**What to work on:**
From the data, return each line holding the word "sleeve".

-- Given records follows --

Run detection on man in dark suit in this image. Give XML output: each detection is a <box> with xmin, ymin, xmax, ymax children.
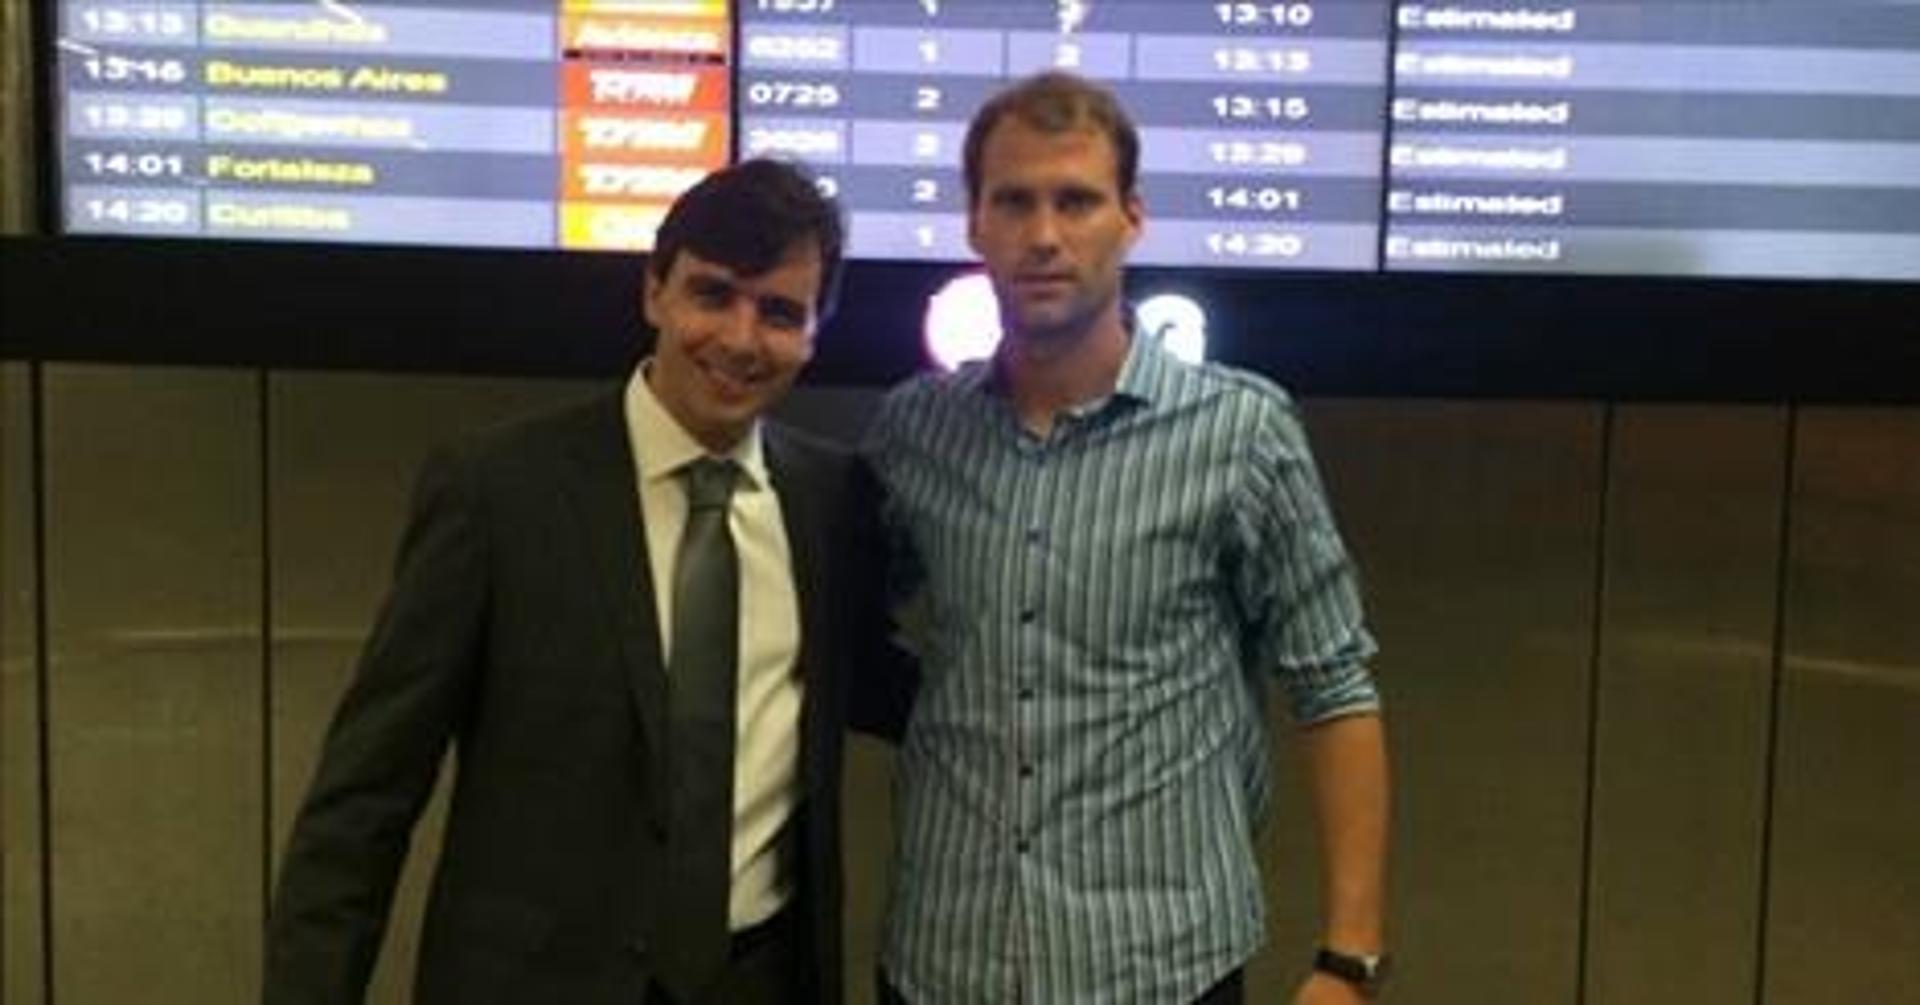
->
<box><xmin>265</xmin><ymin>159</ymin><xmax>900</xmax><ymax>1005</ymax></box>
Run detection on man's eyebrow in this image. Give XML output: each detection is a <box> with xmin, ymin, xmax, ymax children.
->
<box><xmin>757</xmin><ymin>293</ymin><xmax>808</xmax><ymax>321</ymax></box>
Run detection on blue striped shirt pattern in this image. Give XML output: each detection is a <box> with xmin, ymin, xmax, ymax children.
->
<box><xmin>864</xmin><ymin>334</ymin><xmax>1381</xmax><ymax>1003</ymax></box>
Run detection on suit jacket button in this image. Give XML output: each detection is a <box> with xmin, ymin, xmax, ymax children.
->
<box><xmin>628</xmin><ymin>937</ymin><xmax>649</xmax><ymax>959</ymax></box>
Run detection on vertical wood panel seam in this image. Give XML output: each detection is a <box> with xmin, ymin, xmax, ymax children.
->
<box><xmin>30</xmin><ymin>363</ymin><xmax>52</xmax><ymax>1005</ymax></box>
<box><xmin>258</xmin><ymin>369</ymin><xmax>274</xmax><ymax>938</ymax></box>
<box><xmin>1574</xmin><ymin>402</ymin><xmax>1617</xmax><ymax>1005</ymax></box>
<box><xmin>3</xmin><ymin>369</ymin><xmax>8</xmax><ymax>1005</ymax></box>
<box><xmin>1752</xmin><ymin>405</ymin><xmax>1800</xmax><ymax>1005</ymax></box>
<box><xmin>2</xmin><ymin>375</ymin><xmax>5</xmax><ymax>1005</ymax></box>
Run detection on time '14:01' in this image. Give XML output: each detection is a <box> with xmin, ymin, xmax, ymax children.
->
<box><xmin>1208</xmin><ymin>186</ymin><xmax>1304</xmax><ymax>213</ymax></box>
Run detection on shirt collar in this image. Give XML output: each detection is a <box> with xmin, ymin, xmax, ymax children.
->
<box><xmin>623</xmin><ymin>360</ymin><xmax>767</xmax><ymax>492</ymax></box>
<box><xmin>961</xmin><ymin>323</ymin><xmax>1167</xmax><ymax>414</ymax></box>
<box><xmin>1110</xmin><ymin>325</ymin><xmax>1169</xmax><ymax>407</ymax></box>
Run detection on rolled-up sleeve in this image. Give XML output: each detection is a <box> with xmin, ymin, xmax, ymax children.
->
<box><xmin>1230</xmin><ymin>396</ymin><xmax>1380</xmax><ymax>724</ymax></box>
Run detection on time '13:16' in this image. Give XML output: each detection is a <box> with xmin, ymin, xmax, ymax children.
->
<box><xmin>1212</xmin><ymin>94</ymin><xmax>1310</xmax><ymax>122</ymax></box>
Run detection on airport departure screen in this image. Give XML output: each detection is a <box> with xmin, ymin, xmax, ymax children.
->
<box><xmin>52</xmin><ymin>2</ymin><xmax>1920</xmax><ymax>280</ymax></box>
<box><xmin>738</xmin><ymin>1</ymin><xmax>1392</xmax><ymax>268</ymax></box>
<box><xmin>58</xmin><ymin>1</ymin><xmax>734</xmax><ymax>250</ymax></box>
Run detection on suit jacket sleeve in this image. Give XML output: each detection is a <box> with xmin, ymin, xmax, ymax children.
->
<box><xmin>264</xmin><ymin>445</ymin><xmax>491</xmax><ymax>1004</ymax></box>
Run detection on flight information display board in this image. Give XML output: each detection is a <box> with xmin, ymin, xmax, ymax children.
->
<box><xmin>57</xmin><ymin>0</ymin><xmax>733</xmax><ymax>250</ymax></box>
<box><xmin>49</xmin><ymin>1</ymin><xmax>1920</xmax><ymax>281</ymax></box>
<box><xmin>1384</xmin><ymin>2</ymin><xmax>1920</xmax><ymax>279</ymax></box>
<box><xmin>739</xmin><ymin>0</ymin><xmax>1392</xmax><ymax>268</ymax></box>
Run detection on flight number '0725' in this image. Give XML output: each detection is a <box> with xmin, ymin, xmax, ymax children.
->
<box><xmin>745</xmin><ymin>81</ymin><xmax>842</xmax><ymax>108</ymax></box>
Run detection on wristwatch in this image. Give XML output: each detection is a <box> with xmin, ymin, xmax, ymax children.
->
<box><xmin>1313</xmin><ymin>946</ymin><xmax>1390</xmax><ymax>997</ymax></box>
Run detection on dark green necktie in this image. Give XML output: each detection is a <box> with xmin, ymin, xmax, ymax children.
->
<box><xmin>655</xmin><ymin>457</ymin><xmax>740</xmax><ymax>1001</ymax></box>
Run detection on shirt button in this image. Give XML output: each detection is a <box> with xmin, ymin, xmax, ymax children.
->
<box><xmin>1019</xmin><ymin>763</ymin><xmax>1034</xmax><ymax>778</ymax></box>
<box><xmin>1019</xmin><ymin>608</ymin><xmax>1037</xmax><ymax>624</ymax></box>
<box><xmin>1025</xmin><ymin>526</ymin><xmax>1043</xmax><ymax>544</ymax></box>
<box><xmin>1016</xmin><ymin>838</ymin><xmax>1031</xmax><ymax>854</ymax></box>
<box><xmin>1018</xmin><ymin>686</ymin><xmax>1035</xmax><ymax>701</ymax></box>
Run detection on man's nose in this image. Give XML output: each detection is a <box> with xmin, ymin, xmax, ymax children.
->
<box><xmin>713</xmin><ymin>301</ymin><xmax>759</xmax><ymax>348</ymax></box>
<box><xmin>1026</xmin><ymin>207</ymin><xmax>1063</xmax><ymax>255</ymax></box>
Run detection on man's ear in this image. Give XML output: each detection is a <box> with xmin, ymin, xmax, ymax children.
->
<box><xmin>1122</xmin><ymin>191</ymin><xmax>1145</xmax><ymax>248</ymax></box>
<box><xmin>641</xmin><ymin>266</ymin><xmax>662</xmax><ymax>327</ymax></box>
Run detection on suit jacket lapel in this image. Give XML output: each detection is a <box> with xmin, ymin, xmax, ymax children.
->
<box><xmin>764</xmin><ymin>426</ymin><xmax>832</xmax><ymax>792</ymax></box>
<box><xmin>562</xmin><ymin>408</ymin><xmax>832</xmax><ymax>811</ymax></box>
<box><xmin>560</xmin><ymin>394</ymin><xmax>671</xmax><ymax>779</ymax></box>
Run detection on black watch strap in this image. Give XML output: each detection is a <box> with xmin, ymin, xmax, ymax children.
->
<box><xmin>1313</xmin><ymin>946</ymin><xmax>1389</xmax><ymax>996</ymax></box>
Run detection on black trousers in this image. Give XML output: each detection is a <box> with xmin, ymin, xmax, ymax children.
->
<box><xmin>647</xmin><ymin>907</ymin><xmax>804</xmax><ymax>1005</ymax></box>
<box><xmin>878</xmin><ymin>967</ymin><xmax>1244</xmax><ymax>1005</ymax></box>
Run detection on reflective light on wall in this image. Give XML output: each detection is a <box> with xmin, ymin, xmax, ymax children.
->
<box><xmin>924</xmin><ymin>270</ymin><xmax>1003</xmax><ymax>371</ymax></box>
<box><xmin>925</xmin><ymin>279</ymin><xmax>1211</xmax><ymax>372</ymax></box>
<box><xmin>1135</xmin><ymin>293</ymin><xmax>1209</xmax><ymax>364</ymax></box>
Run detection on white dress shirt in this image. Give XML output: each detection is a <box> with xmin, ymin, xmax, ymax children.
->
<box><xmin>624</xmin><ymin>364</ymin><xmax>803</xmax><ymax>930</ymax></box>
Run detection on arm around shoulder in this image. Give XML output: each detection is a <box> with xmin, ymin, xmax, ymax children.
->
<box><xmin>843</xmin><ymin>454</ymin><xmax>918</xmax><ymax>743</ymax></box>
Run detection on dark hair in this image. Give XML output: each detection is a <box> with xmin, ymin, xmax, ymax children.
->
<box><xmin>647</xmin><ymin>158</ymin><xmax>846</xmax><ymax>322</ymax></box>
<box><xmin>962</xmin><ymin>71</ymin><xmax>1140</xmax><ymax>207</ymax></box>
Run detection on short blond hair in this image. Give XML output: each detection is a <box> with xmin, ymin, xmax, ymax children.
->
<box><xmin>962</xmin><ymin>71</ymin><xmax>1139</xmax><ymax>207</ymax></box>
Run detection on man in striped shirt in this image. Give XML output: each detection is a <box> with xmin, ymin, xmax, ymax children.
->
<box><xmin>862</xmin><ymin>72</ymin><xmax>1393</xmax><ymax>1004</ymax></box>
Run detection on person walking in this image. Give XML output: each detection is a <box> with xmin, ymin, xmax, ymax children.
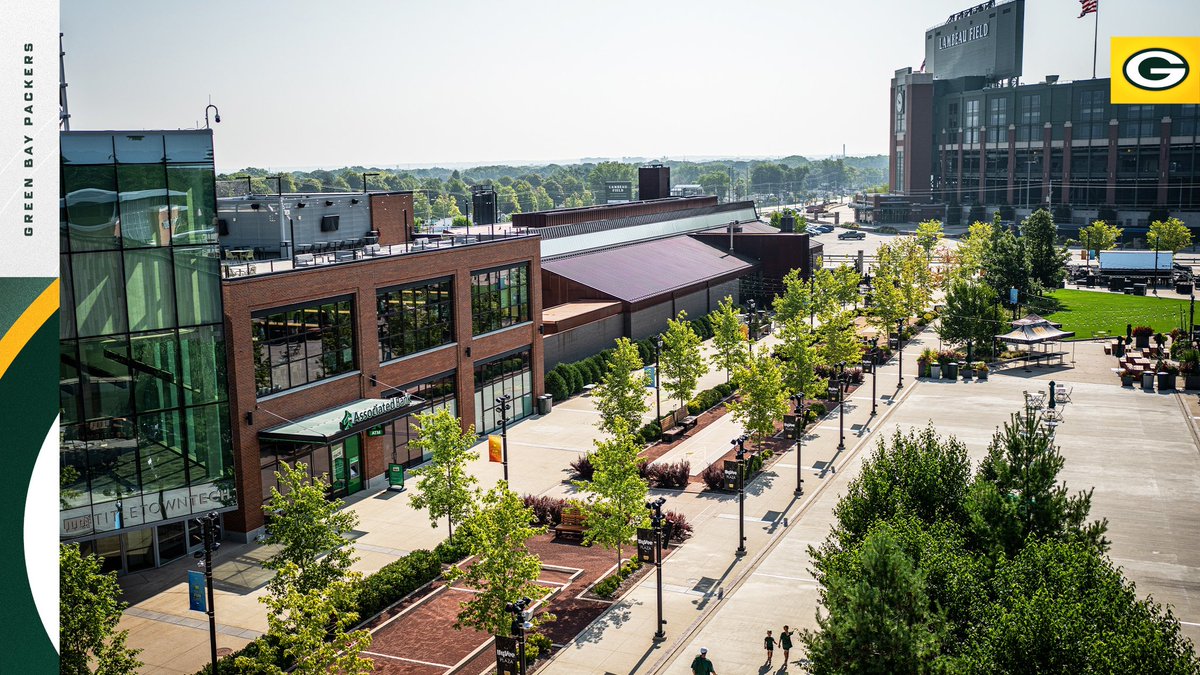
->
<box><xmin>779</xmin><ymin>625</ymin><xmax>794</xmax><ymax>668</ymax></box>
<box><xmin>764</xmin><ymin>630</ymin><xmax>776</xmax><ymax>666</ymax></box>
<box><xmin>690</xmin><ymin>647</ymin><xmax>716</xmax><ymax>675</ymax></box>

-- Given records concluded --

**Result below:**
Run detection on rolled-up sleeve in this image. Give XML output: each detection is a <box> with xmin, ymin, xmax, ymax children.
Run detection on suit jacket sleeve in this image. Give XML output: each detection is a <box> with xmin, ymin, xmax, ymax children.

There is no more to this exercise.